SELECTED TEXT:
........

The opening degrees of the flow control valves 25 are made to differ from each other to adjust the refrigerant differential amount. FIG. 7 is a functional block diagram illustrating functions of the controller 4a according to modification 4-1 of the embodiment. It should be noted that in the figure, a functional block diagram of the controller 4b is omitted.

As illustrated in FIG. 7, the controller 4a includes a refrigerant differential amount calculation unit 61a and a liquid equalization control unit 62a.

The refrigerant differential amount calculation unit 61a calculates a differential amount between an amount of the surplus refrigerant accumulated in the accumulator 26a that is calculated by the liquid level detection device 27a and the amount of the refrigerant in the accumulator 26b. Regarding the embodiment, the above description is made with respect to the case where the two heat source apparatuses each including the accumulator are provided; however, in the case where three or more heat source apparatuses are provided, a differential amount between the amount of the surplus refrigerant accumulated in the accumulator 26a that is calculated by the liquid level detection device 27a and an average amount of amounts of the refrigerant accumulated in respective accumulators of the heat source apparatuses is calculated as described below.

........

Location labeling records:
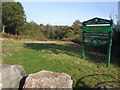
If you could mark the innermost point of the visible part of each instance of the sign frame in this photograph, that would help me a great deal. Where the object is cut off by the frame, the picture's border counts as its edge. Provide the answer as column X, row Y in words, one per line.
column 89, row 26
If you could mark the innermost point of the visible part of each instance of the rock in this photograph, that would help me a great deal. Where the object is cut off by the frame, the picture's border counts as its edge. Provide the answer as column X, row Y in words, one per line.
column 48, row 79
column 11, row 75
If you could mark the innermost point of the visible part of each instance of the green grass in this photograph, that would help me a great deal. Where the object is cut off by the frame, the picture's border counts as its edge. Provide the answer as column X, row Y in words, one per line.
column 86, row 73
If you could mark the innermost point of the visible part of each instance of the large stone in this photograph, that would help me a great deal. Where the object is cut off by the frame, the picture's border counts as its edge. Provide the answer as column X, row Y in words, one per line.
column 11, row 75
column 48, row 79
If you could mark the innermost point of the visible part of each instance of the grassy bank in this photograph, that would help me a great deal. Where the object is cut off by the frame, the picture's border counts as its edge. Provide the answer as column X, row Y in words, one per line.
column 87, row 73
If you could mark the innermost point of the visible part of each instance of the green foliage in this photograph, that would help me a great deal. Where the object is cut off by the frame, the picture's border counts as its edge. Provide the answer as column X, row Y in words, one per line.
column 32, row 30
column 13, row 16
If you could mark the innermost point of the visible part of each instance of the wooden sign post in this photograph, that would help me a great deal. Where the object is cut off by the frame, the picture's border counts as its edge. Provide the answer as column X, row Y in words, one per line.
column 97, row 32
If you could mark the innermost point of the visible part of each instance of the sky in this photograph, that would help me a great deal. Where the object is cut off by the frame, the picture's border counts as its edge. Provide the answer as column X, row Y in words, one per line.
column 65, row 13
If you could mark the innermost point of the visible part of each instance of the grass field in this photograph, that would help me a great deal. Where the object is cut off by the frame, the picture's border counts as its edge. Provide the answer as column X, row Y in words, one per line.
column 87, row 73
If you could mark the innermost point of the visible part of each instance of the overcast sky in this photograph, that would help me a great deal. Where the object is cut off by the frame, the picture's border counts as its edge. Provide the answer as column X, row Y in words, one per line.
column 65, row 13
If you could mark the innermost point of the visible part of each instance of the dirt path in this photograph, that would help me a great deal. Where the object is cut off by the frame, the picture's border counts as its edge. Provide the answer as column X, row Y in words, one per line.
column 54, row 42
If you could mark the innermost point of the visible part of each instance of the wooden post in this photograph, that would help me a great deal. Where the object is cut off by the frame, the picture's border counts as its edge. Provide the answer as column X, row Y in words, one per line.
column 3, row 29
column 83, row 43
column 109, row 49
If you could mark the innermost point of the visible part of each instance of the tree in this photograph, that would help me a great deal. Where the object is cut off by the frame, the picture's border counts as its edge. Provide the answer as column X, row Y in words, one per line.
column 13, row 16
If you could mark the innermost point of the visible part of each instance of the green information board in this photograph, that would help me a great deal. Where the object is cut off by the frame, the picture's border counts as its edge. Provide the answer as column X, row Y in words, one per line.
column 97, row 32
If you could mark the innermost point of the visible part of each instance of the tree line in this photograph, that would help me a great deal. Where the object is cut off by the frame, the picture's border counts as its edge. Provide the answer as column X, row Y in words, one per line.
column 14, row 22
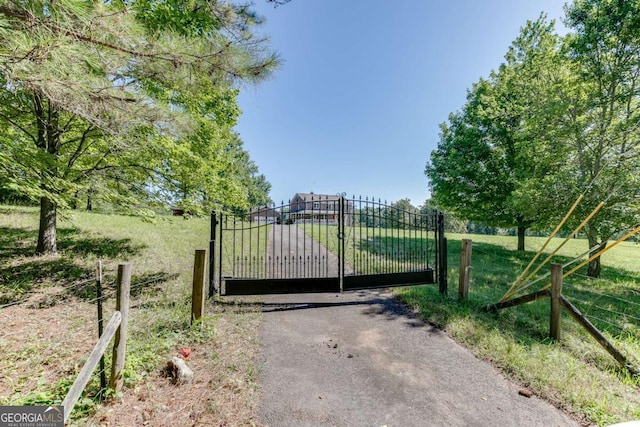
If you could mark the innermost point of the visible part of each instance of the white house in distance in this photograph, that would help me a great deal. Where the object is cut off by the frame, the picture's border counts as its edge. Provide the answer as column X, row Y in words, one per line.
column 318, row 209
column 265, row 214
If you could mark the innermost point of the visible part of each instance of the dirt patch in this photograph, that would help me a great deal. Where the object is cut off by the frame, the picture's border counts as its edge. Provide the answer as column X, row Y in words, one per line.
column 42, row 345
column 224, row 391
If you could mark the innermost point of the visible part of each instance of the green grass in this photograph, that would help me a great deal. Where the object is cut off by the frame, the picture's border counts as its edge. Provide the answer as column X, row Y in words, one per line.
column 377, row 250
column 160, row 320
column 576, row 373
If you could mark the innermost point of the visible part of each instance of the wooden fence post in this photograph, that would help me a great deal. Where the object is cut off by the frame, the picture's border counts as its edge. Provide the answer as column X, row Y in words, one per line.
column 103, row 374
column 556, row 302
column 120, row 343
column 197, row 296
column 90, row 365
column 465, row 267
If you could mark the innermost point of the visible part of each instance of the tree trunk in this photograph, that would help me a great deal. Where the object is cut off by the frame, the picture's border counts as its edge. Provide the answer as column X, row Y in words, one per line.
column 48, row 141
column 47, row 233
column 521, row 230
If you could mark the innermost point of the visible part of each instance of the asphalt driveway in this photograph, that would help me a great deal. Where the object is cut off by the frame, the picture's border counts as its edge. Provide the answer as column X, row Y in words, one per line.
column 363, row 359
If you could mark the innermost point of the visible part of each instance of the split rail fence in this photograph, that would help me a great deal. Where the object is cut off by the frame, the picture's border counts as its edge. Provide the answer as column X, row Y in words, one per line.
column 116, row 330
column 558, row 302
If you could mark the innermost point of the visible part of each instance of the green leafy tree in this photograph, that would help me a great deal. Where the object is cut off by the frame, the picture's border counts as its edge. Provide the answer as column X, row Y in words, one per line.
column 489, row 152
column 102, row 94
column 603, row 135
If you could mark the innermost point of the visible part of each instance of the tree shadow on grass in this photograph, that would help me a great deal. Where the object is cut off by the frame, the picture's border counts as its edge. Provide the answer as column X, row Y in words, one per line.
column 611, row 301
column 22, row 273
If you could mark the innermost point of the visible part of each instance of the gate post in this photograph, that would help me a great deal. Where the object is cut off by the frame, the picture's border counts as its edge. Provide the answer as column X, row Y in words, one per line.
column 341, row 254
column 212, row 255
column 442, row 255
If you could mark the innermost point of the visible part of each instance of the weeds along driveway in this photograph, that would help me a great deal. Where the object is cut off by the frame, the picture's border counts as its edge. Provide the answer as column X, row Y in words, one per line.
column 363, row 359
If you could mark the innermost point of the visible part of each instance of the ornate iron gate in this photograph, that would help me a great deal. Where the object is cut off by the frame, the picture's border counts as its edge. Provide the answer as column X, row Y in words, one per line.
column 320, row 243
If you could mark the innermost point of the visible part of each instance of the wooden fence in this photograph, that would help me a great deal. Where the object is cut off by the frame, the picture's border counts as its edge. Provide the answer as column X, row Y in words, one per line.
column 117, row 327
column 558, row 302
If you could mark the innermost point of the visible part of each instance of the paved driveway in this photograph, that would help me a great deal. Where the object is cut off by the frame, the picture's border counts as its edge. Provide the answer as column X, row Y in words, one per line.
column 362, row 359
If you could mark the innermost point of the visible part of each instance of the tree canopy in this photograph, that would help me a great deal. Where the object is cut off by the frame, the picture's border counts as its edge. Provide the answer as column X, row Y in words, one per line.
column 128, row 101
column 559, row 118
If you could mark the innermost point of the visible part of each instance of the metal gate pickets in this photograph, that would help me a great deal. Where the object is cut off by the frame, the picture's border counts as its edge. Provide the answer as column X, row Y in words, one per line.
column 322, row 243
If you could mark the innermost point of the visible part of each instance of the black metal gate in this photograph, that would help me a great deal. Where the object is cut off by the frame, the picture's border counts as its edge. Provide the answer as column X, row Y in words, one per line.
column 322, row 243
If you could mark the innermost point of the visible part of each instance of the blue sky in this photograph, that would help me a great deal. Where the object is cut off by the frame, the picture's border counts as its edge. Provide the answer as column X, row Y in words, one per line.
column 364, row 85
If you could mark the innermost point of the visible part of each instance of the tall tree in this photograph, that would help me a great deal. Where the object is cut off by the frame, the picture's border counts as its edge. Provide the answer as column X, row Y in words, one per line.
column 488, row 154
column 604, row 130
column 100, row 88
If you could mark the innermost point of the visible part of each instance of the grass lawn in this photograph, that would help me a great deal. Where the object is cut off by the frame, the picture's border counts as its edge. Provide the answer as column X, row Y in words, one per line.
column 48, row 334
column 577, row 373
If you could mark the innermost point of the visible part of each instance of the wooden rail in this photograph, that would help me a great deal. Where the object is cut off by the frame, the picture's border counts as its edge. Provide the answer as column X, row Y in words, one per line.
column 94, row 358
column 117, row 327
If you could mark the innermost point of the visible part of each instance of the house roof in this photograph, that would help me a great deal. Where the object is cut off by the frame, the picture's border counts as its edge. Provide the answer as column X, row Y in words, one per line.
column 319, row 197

........

EXERCISE INSTRUCTIONS: According to the controller passage, which two units does the controller 4a include? These rows are separate material from the controller passage.

OUTPUT OF THE EXERCISE: A refrigerant differential amount calculation unit 61a and a liquid equalization control unit 62a.